The request → Please extract each line of the records below that contains the word "bench", copying every such line in full.
================================
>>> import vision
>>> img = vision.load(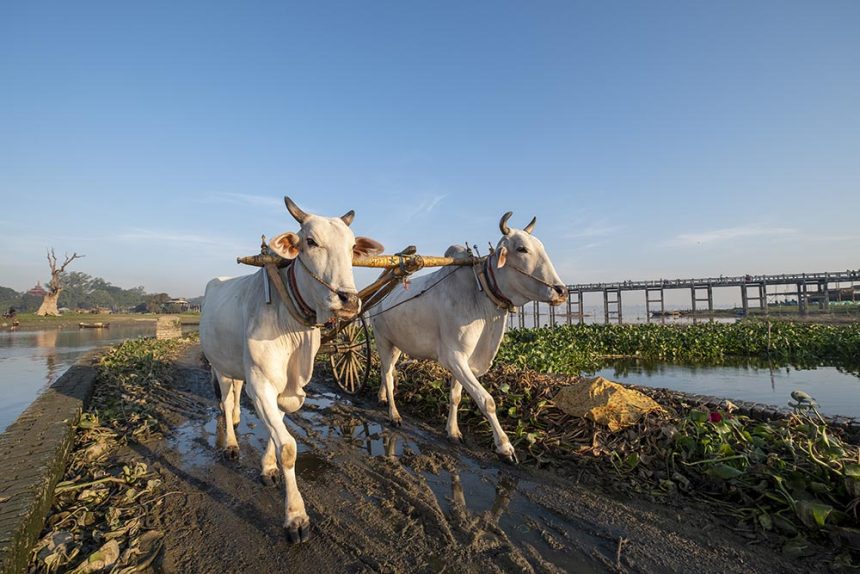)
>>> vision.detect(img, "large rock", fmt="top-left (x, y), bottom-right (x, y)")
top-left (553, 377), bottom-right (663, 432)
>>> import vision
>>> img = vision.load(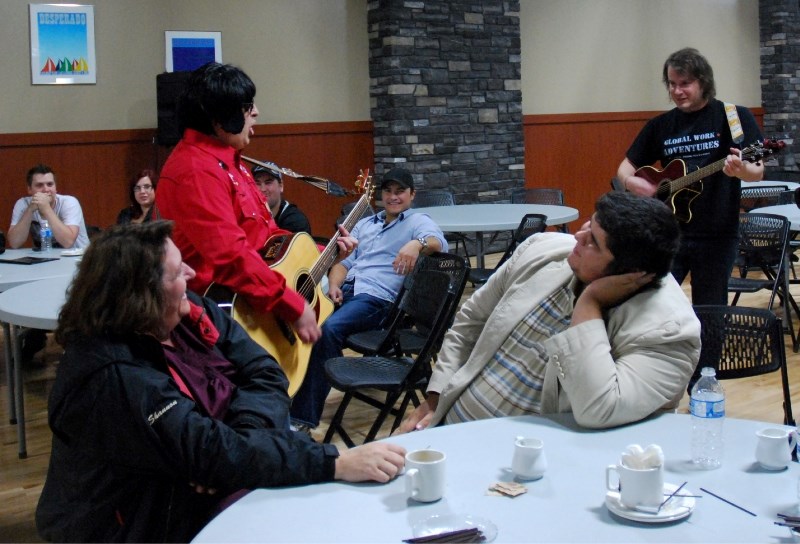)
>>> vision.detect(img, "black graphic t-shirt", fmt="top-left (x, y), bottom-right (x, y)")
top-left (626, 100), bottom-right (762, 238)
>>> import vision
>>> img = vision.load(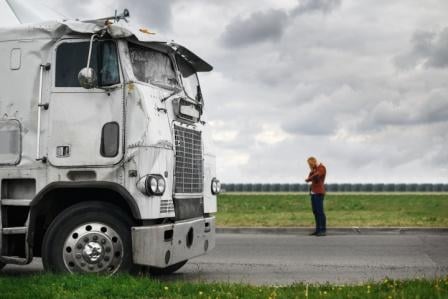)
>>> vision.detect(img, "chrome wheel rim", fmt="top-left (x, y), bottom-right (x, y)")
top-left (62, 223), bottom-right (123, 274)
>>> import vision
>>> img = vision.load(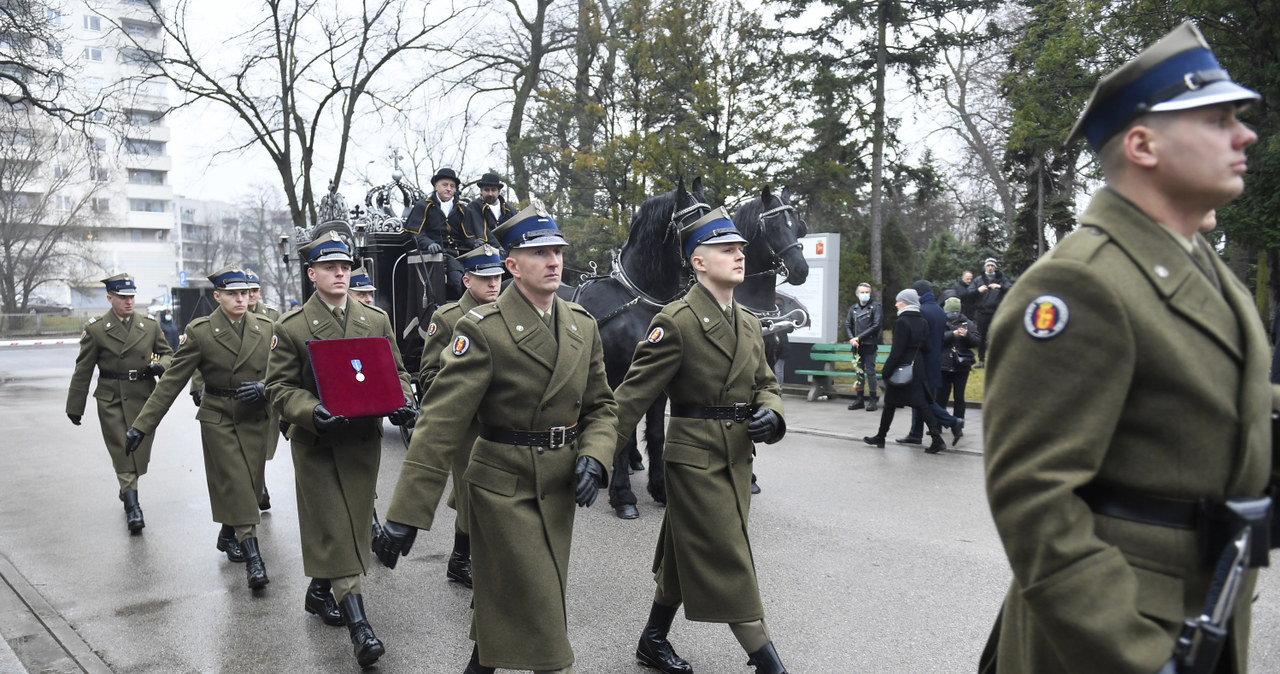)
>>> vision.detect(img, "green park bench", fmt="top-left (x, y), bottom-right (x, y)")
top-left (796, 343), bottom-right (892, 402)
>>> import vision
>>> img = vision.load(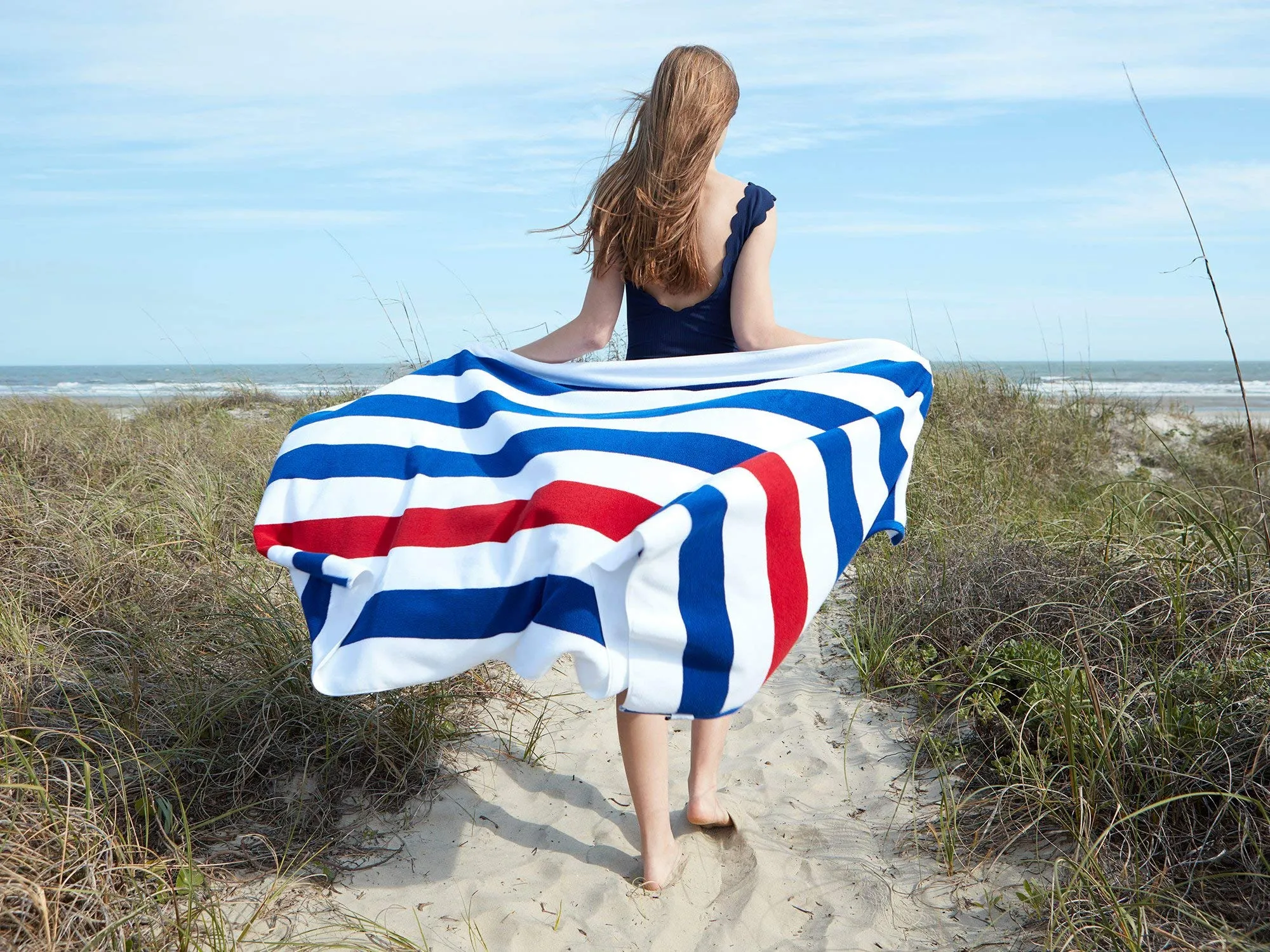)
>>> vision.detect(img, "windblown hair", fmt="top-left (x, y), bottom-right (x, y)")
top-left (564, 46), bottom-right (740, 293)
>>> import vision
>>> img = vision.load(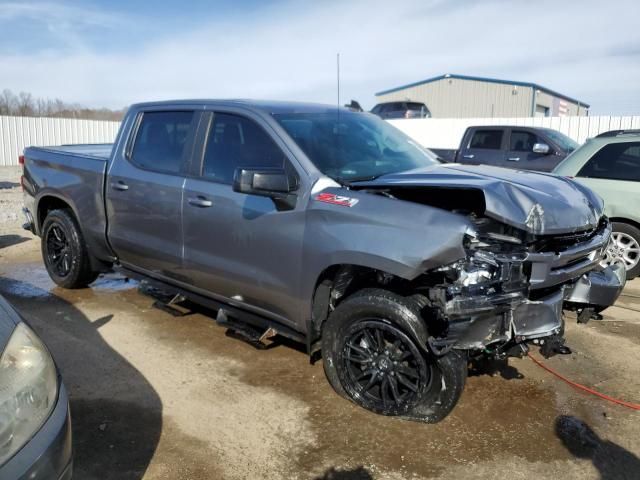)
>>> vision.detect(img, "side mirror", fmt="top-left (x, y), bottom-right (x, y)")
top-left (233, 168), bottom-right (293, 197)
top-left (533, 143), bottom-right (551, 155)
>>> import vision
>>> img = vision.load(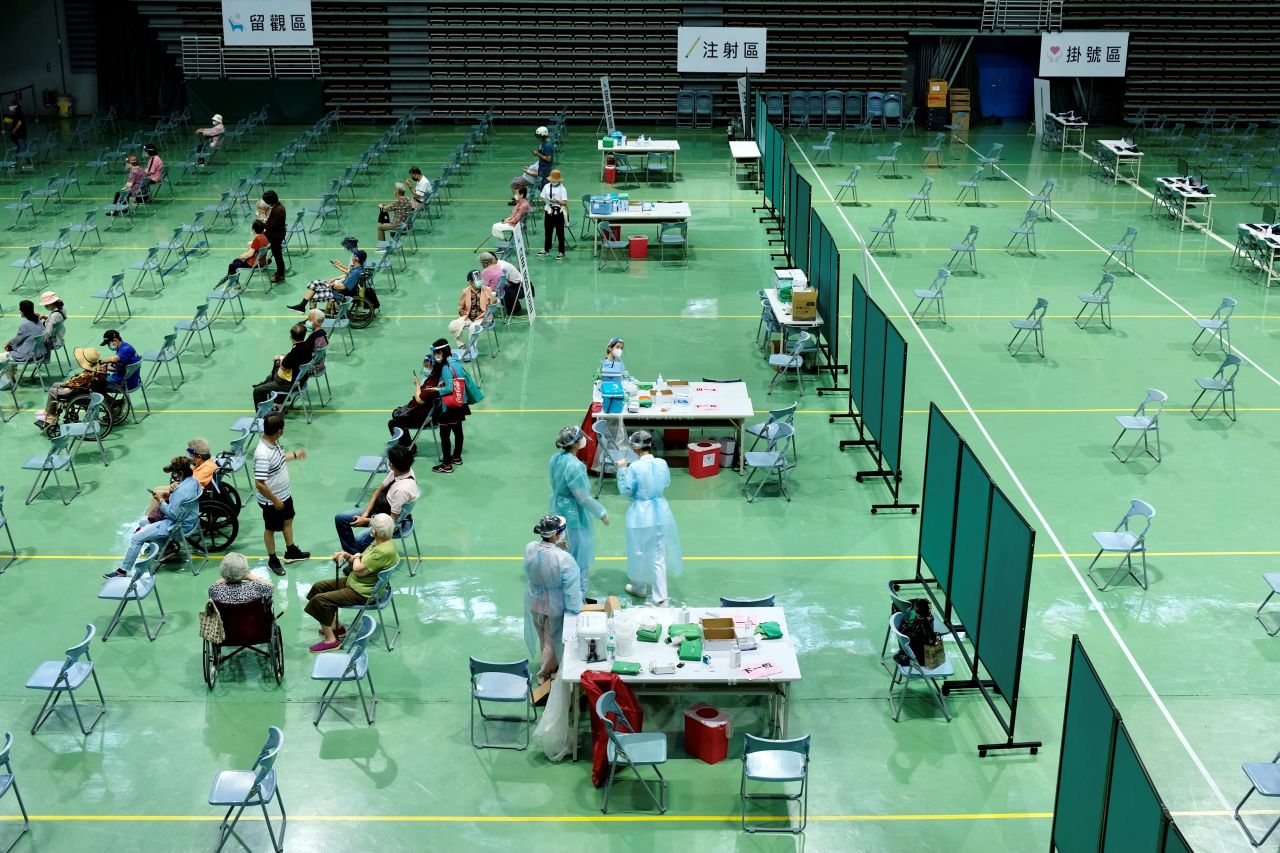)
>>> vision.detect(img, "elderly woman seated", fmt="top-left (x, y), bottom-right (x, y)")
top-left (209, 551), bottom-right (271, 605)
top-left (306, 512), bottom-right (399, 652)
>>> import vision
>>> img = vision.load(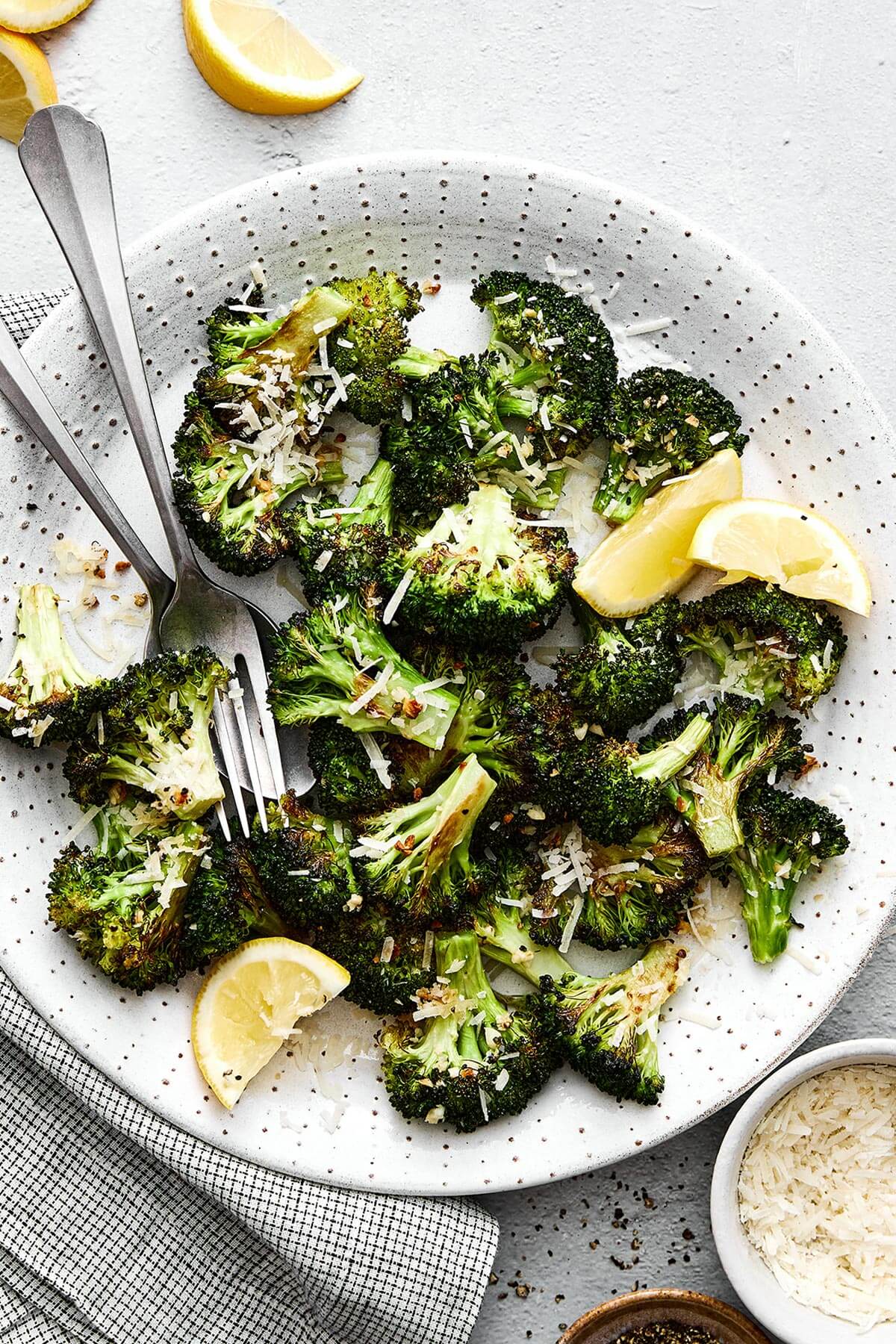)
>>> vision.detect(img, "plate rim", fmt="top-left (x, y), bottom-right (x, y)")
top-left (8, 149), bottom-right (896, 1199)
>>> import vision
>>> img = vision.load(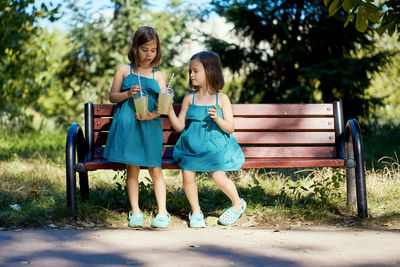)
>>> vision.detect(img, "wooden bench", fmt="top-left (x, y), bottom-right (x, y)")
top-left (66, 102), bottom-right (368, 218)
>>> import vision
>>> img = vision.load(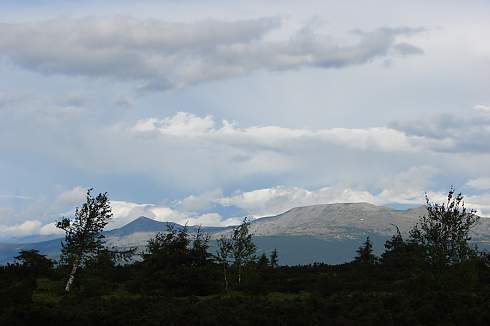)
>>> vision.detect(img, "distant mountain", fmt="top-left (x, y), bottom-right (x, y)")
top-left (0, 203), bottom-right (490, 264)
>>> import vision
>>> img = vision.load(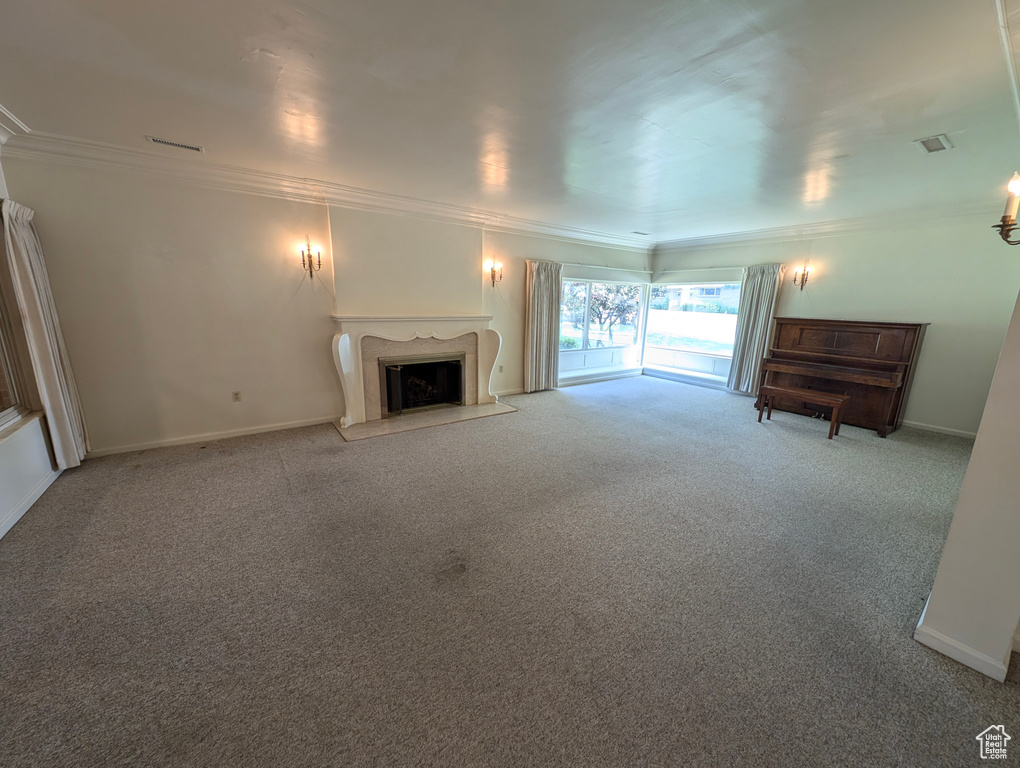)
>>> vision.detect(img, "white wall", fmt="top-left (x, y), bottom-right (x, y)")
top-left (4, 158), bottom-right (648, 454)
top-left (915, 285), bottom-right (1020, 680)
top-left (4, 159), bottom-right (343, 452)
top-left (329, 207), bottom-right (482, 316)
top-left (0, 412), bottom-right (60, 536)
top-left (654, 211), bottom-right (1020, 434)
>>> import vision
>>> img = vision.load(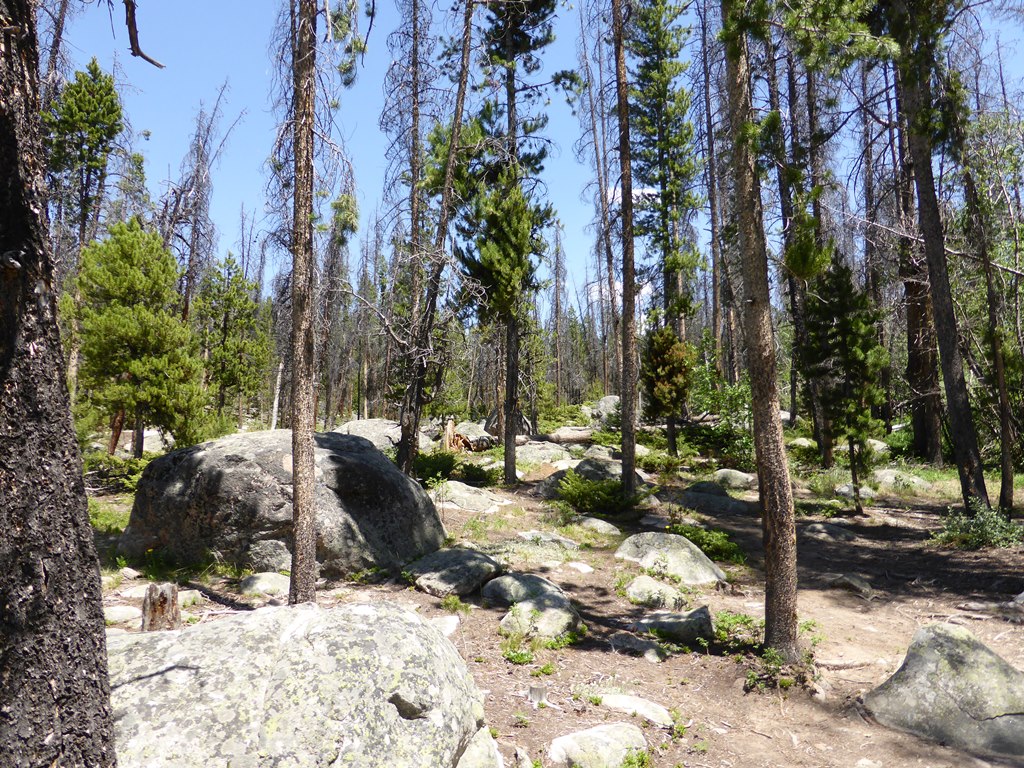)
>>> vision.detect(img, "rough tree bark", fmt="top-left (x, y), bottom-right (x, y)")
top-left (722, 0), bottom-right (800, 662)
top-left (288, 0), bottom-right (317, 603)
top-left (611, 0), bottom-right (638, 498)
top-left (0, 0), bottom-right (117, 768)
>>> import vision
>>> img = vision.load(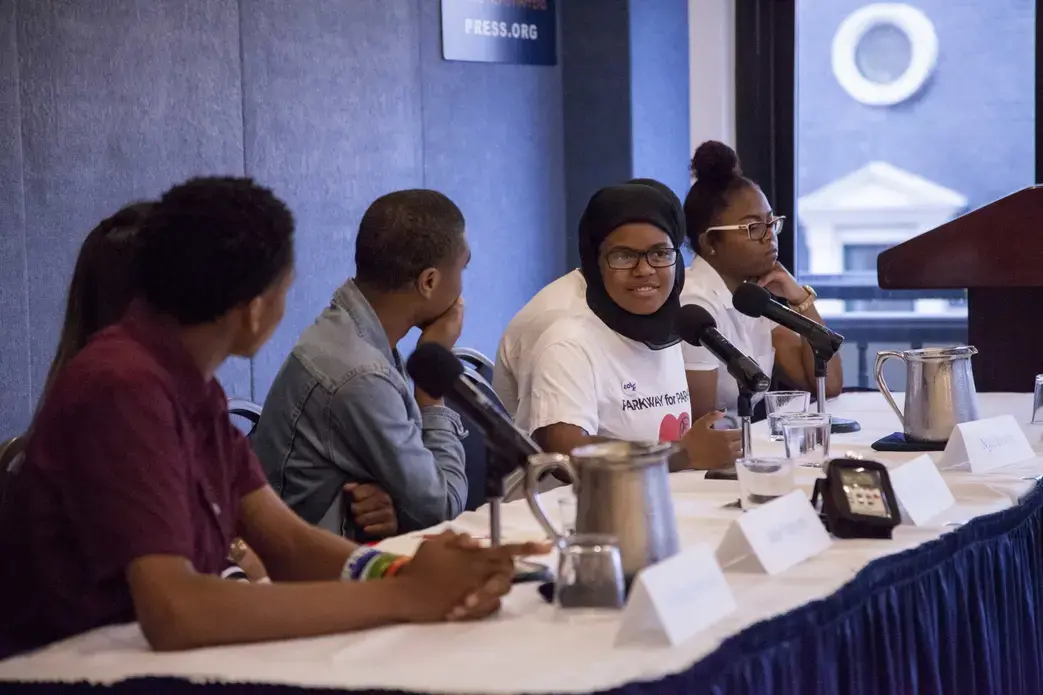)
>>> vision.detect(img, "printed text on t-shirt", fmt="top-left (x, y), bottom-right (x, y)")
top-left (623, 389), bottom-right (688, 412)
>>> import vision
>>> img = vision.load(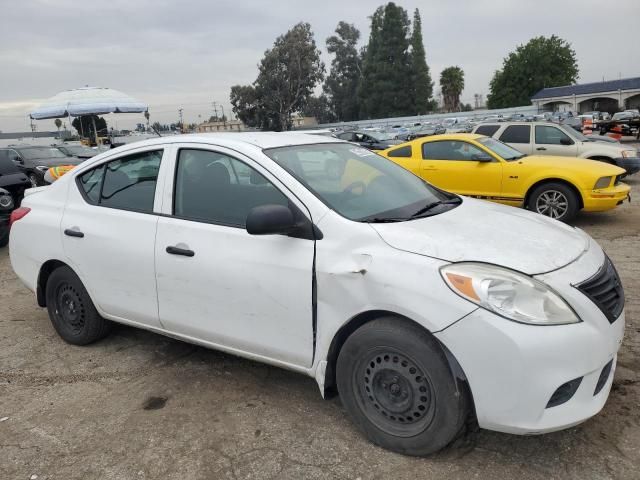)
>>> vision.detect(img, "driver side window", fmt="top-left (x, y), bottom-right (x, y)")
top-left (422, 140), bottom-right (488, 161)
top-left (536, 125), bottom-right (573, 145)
================================
Response to this task →
>>> vision.detect(img, "green park bench", fmt="top-left (x, y), bottom-right (x, y)")
>>> vision.detect(img, "wooden bench", fmt="top-left (x, y), bottom-right (x, y)")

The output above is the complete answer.